练习任务
a) 将关于Elasticsearch相关度评分的页面摘录中从“Elasticsearch使用的是 term frequency/inverse”起、到“is very good.”止（两端都包括）的文字照原样抄写下来。
b) 根据页面摘录回答下列问题：
(i) Elasticsearch使用的算法简称是什么？
(ii) 逆向文件频率的例子中，整个index共有多少条数据？
(iii) 结果中"max_score"的值是多少？

Elasticsearch使用的是 term frequency/inverse document frequency算法,简称为TF/IDF算法TF词频(Term Frequency),IDF逆向文件频率(Inverse Document Frequency)

  • Term frequency:搜索文本中的各个词条在field文本中出现了多少次,出现次数越多,就越相关。
    在这里插入图片描述举例: 搜索请求:hello world

    doc1 : hello you and me,and world is very good.

    doc2 : hello,how are you

  • Inverse document frequency:搜索文本中的各个词条在整个索引的所有文档中出现了多少次,出现的次数越多,就越不相关.
    在这里插入图片描述
    在这里插入图片描述
    举例:搜索请求:hello world

    doc1 : hello ,today is very good

    doc2 : hi world ,how are you

    整个index中1亿条数据。hello的document 1000个,有world的document 有100个。

    doc2 更相关

  • Field-length norm:field长度,field越长,相关度越弱

    举例:搜索请求:hello world

    doc1 : {“title”:“hello article”,”content “:“balabalabal 1万个”}

    doc2 : {“title”:“my article”,”content “:“balabalabal 1万个,world”}

16.1.2 _score是如何计算出来的

rest api

GET /book/_search?explain=true
{
  "query": {
    "match": {
      "description": "java程序员"
    }
  }
}

结果

{
  "took" : 5,
  "timed_out" : false,
  "_shards" : {
    "total" : 1,
    "successful" : 1,
    "skipped" : 0,
    "failed" : 0
  },
  "hits" : {
    "total" : {
      "value" : 2,
      "relation" : "eq"
    },
    "max_score" : 2.137549,
    "hits" : [
      {
        "_shard" : "[book][0]",
        "_node" : "MDA45-r6SUGJ0ZyqyhTINA",
        "_index" : "book",
        "_type" : "_doc",
        "_id" : "3",
        "_score" : 2.137549,
        "_source" : {
          "name" : "spring开发基础",
          "description" : "spring 在java领域非常流行,java程序员都在用。",
          "studymodel" : "201001",
          "price" : 88.6,
          "timestamp" : "2019-08-24 19:11:35",
          "pic" : "group1/M00/00/00/wKhlQFs6RCeAY0pHAAJx5ZjNDEM428.jpg",
          "tags" : [
            "spring",
            "java"

给定记录
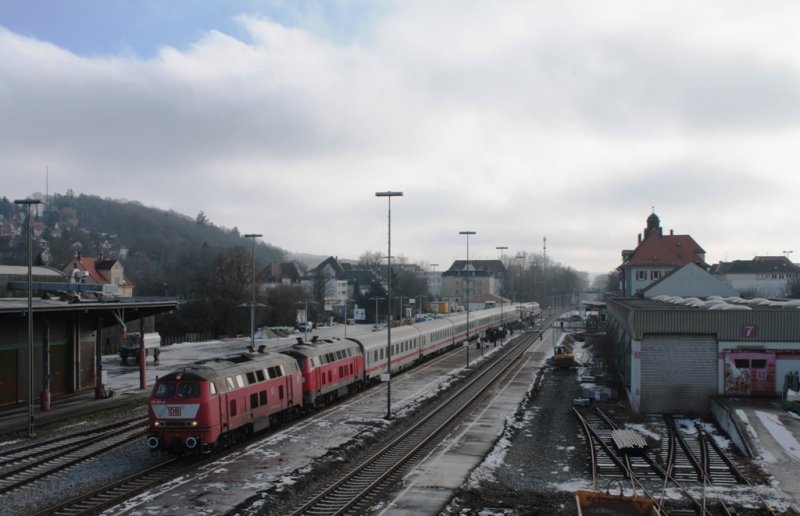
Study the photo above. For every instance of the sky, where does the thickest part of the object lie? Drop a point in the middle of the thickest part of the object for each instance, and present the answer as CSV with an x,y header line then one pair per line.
x,y
518,120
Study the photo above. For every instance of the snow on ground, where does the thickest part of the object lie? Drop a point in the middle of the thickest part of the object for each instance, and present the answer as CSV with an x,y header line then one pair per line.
x,y
782,436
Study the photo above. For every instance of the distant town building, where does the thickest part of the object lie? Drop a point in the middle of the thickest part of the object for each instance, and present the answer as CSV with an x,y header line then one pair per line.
x,y
327,279
484,278
280,273
655,256
689,281
763,276
99,271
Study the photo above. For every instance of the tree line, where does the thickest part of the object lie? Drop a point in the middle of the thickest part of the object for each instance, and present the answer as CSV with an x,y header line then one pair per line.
x,y
210,268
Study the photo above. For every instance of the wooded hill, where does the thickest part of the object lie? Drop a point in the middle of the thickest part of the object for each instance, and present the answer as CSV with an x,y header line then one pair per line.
x,y
164,252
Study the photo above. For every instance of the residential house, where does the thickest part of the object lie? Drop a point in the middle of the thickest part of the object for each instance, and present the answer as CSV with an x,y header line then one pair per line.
x,y
763,276
326,280
99,271
689,281
655,256
280,273
480,277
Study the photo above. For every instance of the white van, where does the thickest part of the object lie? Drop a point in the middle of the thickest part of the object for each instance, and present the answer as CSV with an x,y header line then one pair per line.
x,y
131,346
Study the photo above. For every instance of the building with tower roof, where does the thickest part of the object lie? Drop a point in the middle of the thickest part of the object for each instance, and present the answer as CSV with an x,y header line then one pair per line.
x,y
655,256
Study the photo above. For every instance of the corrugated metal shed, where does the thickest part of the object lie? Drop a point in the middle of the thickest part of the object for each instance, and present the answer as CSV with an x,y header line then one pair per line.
x,y
640,317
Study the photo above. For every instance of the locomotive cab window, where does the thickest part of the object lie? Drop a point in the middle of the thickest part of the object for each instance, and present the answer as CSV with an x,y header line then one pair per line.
x,y
165,390
189,390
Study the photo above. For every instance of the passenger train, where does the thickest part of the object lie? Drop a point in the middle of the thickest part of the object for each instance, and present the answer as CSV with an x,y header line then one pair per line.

任务答案
a)
Elasticsearch使用的是 term frequency/inverse document frequency算法,简称为TF/IDF算法TF词频(Term Frequency),IDF逆向文件频率(Inverse Document Frequency)

  • Term frequency:搜索文本中的各个词条在field文本中出现了多少次,出现次数越多,就越相关。
    在这里插入图片描述举例: 搜索请求:hello world

    doc1 : hello you and me,and world is very good.

b)
(i) TF/IDF算法
(ii) 1亿条
(iii) 2.137549